Alternate History Maps and Warfare: Battles of Alternative History

KMS Bismarck by AsariGoddess
| March 16, 2019
Categories: Learnin'

Alternate history or “alt hist” has long been a favorite of authors. Essentially a form of science fiction predicated on a “What if” scenario. This exploration of a changed timeline could be based on large scale events, like “what if Nimitz had been defeated by Nagumo at Midway” or upon smaller, seemingly insignificant happenings, like “what if William Walker had defeated the Central American Coalition in 1856?.” These catalyst events are usually referred to as a POD, or “Point of Departure” from the real history we know in our world. Not surprisingly, most alternate history fiction is in some way related to warfare.

This leads to entirely different maps, changed politics, and (usually) a drastically altered timeline.

The popular television series Man in the High Castle (itself based upon the novel by Philip K. Dick) is an example of alt history, as is the forthcoming Maelstrom Rising (Triarii) series by author (and Breach-Bang-Clear contributor) Pete Nealen.

This article will be updated with additional material. 

Cover photo, above: KMS Bismarck passing Abd al Kuri en route to Suquotra, May 12, 1943. The battleship and accompanying vessels, including KMS Seydlitz (an Admiral Hipper class heavy cruiser) were assigned the task of supporting landing operations on the island by MSK (Marinestosstruppkompanie) troops and elements of II Division Indigini commanded by Hamid Idris Awate. The assault, conducted against the highly motivated but badly outnumbered No. 3 BN, 14th Punjab Regiment, was successful and the Fliegerführer Sokotra was emplaced.1

It’s always good to find a new author or book you enjoy, and better still if you find an anthology that recommends new authors to you in its collected tales. Happily, such is the case of Those in Peril, book 1 of the Phases of Mars series. Better still, not only is it full of good stories, it features one of our crew in it: Phil Bolger!

There are fourteen stories in the Chris Kennedy/James Young edited series, with stories occurring from as far back as Edward “Blackbeard” Teach to as recently as WWII and many others besides. As with any collection of this kind, it contains a few good tales and a handful that aren’t quite such, but overall it’s an excellent lineup of mostly military-related alt-history fiction.

Those in Peril - an novel of alternate history warfare: Book 1 of the Phases of Mars series.

An example of the good stuff is Palmerston’s Ironclads, by William Stroock, wherein the UK makes common cause with the Confederacy and sends elements of the Royal Navy to the eastern seaboard.

I sat in the House of Commons and watched the Parliamentary debate…The Moralist man wondered by Great Britain, a nation that spends so much to stop the evil slave trade, would make common cause with the slavers of the Confederacy. The Middle Class man fretted about sending his sons to die in North America. The Historical Man remembered the previous two wars with the Americans from which Britain profited little and wondered what good could come of such a conflict. The Paranoid Man worried about the ever-scheming French, or Russian designs on India’s Northwest Frontier. The Pacifist Man asked after the Crimea and the Mutiny, did Britan really need another war?

:::::

**TASK SET:**
1. Reproduce word for word the part of the alternate history article that opens with the words containing "The popular television" and closes with "contributor) Pete Nealen.".
2. Shorten the paragraph of the alternate history article that begins "There are fourteen stories" while keeping its main facts.

**RECORD EXTRACTS:**
:::::

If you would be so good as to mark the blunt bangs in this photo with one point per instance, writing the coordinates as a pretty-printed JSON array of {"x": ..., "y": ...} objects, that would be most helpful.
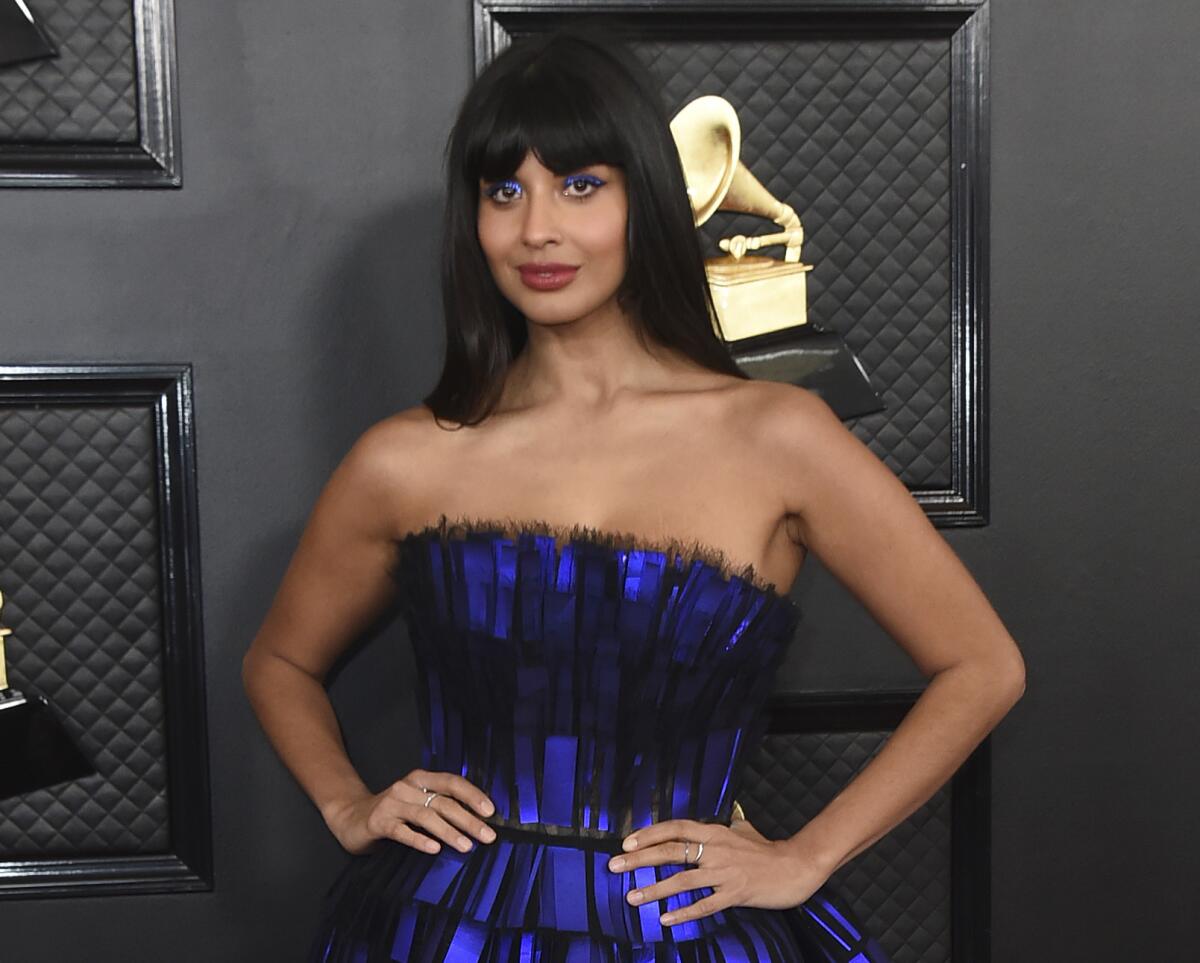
[{"x": 557, "y": 112}]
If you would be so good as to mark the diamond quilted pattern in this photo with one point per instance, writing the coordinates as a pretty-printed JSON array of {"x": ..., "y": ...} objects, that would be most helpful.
[
  {"x": 79, "y": 570},
  {"x": 89, "y": 90},
  {"x": 901, "y": 885},
  {"x": 856, "y": 135}
]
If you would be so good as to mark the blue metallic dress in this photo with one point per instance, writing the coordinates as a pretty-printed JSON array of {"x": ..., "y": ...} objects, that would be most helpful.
[{"x": 591, "y": 683}]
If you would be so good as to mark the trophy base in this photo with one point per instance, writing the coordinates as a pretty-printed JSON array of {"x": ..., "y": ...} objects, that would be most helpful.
[
  {"x": 755, "y": 295},
  {"x": 21, "y": 39},
  {"x": 36, "y": 751}
]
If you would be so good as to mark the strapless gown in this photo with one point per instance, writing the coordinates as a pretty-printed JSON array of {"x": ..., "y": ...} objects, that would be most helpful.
[{"x": 591, "y": 683}]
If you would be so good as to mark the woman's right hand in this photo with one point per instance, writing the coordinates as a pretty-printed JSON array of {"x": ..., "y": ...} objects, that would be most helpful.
[{"x": 395, "y": 812}]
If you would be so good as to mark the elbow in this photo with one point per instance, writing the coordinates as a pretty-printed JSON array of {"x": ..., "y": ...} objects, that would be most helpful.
[{"x": 1011, "y": 677}]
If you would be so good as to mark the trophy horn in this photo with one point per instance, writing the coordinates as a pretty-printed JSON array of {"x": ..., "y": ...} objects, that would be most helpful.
[{"x": 709, "y": 139}]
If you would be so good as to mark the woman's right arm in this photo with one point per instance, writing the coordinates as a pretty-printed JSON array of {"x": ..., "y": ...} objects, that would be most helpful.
[{"x": 337, "y": 582}]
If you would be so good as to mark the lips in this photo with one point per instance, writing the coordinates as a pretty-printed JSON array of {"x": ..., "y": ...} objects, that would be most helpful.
[{"x": 546, "y": 276}]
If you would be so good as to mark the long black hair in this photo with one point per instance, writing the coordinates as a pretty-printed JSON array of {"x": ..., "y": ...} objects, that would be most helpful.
[{"x": 575, "y": 96}]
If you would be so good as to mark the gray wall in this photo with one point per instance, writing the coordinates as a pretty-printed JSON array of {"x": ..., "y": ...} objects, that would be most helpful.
[{"x": 297, "y": 271}]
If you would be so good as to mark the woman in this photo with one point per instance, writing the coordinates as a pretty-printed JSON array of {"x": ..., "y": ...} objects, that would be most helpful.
[{"x": 589, "y": 527}]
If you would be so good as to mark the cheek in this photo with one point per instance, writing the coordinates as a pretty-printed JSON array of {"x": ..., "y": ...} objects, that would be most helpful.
[{"x": 605, "y": 235}]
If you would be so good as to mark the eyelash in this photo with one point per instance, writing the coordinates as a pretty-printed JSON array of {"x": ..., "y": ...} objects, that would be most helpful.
[{"x": 493, "y": 191}]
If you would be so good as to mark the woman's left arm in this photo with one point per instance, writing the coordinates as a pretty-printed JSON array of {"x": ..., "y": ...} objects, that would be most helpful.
[{"x": 873, "y": 536}]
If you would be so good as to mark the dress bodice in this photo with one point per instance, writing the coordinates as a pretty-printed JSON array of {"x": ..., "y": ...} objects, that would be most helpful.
[{"x": 591, "y": 682}]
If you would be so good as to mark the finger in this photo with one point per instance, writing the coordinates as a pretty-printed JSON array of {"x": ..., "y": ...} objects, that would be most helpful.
[
  {"x": 685, "y": 879},
  {"x": 385, "y": 820},
  {"x": 705, "y": 907},
  {"x": 435, "y": 821},
  {"x": 669, "y": 829},
  {"x": 453, "y": 784},
  {"x": 462, "y": 819},
  {"x": 402, "y": 832}
]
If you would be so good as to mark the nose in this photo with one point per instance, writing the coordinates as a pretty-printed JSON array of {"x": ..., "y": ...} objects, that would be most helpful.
[{"x": 540, "y": 223}]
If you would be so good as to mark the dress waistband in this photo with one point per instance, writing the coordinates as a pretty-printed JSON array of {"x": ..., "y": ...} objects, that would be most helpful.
[{"x": 576, "y": 837}]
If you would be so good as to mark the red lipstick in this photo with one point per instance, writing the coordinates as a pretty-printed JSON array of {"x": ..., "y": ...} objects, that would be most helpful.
[{"x": 546, "y": 275}]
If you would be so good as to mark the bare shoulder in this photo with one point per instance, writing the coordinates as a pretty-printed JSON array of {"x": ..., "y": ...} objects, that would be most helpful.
[
  {"x": 789, "y": 422},
  {"x": 389, "y": 462}
]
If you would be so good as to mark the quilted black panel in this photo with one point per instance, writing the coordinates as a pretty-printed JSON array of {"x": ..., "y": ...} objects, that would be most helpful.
[
  {"x": 81, "y": 576},
  {"x": 900, "y": 886},
  {"x": 89, "y": 90},
  {"x": 856, "y": 135}
]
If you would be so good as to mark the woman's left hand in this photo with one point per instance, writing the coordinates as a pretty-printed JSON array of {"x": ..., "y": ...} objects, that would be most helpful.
[{"x": 743, "y": 867}]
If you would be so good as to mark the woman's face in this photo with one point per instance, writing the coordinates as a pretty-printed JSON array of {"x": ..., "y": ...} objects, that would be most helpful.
[{"x": 537, "y": 219}]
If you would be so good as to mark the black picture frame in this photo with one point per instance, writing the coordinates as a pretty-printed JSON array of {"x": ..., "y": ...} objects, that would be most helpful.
[
  {"x": 965, "y": 24},
  {"x": 154, "y": 161},
  {"x": 167, "y": 390}
]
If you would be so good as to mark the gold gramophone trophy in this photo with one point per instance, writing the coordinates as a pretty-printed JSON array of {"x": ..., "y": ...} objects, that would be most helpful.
[
  {"x": 22, "y": 37},
  {"x": 762, "y": 301},
  {"x": 35, "y": 751}
]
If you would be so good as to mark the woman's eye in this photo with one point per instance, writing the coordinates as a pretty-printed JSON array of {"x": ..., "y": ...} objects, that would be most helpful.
[
  {"x": 577, "y": 185},
  {"x": 503, "y": 191}
]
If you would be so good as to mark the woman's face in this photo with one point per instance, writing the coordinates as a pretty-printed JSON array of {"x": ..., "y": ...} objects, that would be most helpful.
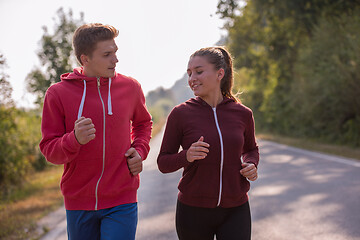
[{"x": 203, "y": 79}]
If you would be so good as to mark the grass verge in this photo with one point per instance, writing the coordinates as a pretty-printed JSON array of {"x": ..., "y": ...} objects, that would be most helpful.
[
  {"x": 313, "y": 145},
  {"x": 21, "y": 210},
  {"x": 41, "y": 195}
]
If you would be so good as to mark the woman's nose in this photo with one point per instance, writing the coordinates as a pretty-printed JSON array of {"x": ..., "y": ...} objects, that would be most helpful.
[{"x": 115, "y": 59}]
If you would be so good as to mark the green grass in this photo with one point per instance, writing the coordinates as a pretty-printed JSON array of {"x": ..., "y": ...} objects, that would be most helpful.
[
  {"x": 24, "y": 207},
  {"x": 21, "y": 210},
  {"x": 313, "y": 145}
]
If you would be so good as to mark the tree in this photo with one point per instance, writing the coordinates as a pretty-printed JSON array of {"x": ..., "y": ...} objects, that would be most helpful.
[
  {"x": 5, "y": 87},
  {"x": 55, "y": 54}
]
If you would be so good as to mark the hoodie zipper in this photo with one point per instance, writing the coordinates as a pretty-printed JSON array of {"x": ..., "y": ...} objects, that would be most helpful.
[
  {"x": 222, "y": 155},
  {"x": 103, "y": 168}
]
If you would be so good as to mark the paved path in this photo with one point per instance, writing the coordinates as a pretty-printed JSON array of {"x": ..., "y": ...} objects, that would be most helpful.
[{"x": 299, "y": 195}]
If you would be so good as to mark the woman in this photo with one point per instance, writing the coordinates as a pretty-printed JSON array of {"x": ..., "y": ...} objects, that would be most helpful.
[{"x": 219, "y": 156}]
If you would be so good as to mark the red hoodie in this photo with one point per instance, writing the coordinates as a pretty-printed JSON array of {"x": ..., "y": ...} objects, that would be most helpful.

:::::

**SOLUTIONS TO EACH TASK:**
1.
The popular television series Man in the High Castle (itself based upon the novel by Philip K. Dick) is an example of alt history, as is the forthcoming Maelstrom Rising (Triarii) series by author (and Breach-Bang-Clear contributor) Pete Nealen.

2. The series edited by Chris Kennedy and James Young holds fourteen stories, set in times ranging from Edward "Blackbeard" Teach to WWII. A few tales are weaker than others, but overall it is an excellent lineup of mostly military-related alt-history fiction.